___ Vorliegende Daten ___

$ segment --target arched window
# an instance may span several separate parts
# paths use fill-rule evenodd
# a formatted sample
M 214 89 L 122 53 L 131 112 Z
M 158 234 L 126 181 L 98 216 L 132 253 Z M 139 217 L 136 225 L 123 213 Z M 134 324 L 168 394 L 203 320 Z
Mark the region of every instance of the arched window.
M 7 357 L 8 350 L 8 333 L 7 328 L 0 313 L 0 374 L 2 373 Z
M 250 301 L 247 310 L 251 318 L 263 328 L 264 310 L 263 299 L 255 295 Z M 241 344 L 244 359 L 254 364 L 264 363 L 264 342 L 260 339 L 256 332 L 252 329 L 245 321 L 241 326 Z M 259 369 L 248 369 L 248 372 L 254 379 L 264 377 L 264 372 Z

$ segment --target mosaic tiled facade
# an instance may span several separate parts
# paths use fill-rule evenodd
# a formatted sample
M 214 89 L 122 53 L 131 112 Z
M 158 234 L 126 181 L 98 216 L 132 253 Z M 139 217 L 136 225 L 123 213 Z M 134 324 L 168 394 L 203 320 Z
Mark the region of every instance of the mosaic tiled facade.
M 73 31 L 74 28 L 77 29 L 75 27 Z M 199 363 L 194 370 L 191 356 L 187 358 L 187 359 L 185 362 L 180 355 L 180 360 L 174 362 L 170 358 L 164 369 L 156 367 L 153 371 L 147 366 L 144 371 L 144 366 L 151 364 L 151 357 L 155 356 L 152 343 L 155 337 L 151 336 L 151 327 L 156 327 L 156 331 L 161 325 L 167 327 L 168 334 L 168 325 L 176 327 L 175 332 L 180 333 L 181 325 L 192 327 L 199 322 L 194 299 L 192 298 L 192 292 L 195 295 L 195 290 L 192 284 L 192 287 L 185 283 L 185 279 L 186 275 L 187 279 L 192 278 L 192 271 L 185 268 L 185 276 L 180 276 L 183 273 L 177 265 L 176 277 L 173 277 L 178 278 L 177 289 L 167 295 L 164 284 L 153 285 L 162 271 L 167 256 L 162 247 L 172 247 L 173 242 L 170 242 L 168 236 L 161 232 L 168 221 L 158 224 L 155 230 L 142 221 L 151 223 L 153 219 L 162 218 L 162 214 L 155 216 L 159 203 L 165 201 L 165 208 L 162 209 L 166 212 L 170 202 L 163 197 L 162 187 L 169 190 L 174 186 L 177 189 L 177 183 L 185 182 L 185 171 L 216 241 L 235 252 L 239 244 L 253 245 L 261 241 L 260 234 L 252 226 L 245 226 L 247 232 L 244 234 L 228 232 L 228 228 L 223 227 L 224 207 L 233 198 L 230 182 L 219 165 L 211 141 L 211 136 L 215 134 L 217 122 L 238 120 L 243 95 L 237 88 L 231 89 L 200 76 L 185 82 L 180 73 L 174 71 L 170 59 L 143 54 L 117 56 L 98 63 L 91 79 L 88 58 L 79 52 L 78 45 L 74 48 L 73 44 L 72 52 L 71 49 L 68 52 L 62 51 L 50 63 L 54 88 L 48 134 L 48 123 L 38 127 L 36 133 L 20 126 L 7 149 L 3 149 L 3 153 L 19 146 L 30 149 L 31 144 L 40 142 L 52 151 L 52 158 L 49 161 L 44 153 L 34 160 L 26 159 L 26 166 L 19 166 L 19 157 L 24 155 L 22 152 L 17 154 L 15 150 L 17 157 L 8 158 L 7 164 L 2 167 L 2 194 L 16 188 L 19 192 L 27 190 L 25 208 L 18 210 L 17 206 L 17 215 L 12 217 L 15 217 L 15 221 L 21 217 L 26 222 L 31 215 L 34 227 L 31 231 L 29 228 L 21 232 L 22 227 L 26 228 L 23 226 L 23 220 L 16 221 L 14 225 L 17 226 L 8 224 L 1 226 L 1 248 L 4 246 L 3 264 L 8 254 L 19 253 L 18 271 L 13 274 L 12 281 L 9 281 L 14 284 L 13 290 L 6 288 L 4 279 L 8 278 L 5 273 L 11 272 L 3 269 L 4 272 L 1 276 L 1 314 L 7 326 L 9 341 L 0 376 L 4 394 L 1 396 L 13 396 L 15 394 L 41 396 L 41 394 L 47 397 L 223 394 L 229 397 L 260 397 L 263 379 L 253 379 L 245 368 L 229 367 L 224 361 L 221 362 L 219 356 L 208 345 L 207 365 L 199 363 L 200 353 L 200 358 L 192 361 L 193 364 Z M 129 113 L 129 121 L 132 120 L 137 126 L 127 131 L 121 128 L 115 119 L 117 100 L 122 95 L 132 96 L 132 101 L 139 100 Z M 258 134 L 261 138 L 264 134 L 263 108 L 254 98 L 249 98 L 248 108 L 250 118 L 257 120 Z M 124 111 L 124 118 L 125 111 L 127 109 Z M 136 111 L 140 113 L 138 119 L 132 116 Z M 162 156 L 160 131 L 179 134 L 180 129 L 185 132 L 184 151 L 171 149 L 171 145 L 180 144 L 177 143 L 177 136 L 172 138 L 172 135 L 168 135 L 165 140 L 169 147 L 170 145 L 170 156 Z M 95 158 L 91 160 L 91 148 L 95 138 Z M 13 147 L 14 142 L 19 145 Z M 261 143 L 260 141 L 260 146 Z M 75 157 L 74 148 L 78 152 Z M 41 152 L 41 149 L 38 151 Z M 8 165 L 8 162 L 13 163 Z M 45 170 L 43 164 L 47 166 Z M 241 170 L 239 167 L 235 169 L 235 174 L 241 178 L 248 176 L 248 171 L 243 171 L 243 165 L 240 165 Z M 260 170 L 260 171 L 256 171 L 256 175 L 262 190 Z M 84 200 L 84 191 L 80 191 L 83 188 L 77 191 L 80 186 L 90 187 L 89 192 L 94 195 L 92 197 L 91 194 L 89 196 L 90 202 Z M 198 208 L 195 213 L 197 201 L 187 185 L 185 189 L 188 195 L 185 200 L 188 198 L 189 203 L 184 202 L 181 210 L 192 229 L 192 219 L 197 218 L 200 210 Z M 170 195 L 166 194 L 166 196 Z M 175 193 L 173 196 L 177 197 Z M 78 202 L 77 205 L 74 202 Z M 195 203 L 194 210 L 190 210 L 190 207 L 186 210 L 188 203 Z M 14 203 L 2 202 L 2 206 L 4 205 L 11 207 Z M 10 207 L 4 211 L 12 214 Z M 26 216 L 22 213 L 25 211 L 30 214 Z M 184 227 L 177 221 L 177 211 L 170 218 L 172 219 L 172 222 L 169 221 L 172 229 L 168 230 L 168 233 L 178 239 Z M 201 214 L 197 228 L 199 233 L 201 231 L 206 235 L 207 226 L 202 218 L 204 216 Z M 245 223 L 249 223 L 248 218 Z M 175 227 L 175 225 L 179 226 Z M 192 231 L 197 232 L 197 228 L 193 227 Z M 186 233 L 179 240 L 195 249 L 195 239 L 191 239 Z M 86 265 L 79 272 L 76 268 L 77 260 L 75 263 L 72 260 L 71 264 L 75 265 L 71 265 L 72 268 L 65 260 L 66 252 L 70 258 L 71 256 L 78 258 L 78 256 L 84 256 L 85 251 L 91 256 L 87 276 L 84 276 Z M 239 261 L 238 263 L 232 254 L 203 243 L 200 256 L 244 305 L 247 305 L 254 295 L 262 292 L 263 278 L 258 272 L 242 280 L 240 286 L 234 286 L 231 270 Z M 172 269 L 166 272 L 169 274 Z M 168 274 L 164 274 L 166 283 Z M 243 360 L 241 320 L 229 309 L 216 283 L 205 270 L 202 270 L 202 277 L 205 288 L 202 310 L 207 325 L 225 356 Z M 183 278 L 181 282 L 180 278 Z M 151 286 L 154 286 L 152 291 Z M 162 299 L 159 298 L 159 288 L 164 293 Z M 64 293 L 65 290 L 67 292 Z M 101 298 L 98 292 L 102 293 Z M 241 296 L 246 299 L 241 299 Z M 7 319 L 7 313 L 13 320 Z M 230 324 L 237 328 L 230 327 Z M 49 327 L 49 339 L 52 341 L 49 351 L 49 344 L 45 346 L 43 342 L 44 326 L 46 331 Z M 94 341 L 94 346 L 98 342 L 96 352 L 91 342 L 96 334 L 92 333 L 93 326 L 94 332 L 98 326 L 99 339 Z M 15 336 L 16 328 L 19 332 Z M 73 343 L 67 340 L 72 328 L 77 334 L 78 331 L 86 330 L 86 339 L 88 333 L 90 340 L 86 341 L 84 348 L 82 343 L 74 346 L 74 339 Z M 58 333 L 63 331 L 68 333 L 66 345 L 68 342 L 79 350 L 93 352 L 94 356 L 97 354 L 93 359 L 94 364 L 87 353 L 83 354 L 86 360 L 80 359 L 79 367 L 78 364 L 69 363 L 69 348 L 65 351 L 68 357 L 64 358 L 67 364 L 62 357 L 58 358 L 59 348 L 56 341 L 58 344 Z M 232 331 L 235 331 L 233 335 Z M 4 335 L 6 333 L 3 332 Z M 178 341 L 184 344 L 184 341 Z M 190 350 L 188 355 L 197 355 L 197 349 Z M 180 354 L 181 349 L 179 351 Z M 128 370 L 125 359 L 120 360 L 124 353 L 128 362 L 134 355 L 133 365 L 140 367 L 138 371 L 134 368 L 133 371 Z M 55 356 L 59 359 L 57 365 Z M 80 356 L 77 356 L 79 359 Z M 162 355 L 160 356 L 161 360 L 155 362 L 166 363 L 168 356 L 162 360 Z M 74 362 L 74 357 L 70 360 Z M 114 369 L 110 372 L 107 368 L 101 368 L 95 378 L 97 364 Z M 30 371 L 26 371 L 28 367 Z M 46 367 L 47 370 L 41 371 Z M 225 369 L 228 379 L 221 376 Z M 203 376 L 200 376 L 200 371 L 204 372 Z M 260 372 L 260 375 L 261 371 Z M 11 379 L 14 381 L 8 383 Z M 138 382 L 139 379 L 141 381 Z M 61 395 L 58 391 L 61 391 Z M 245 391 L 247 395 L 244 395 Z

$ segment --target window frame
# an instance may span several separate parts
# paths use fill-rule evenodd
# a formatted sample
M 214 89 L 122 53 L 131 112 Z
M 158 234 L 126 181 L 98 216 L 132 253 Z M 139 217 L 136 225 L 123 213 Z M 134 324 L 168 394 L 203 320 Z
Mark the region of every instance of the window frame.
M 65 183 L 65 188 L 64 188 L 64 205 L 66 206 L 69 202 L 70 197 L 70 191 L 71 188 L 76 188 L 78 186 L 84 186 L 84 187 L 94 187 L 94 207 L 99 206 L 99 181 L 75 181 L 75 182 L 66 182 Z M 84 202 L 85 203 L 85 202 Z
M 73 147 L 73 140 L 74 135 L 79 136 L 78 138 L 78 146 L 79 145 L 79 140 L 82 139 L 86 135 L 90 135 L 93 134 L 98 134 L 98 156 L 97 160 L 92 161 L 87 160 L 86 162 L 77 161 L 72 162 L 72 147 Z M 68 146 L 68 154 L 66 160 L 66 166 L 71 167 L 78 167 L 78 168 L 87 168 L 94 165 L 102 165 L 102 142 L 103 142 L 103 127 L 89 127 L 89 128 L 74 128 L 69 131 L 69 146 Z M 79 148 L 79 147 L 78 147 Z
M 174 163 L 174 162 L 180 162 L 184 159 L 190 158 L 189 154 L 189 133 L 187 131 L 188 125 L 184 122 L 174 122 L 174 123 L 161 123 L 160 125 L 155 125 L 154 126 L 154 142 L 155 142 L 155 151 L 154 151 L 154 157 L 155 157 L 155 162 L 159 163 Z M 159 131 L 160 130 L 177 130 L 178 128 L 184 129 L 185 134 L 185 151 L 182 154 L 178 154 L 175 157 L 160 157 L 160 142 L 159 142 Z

___

# Aufgabenstellung
Ändern Sie die Zeilen vom Anfang der Einträge bis einschließlich der Zeile mit „M 250 301 L“ ab, indem Sie „arched window“ durch „stained glass window“ ersetzen, und lassen Sie alles Übrige unverändert. Geben Sie ausschließlich diese Zeilen wieder.

# Vollständige Antwort
$ segment --target stained glass window
# an instance may span several separate parts
# paths use fill-rule evenodd
# a formatted sample
M 214 89 L 122 53 L 131 112 Z
M 158 234 L 126 181 L 98 216 L 132 253 Z M 139 217 L 136 225 L 123 213 Z M 134 324 L 168 394 L 203 320 Z
Mark the region of every instance of the stained glass window.
M 7 357 L 8 350 L 8 333 L 7 328 L 0 313 L 0 374 L 2 373 Z
M 250 301 L 247 310 L 251 318 L 263 328 L 264 310 L 263 299 L 255 295 Z M 241 344 L 244 359 L 254 364 L 264 363 L 264 342 L 260 339 L 256 332 L 252 329 L 245 321 L 241 326 Z M 259 369 L 248 369 L 248 372 L 254 379 L 264 377 L 264 372 Z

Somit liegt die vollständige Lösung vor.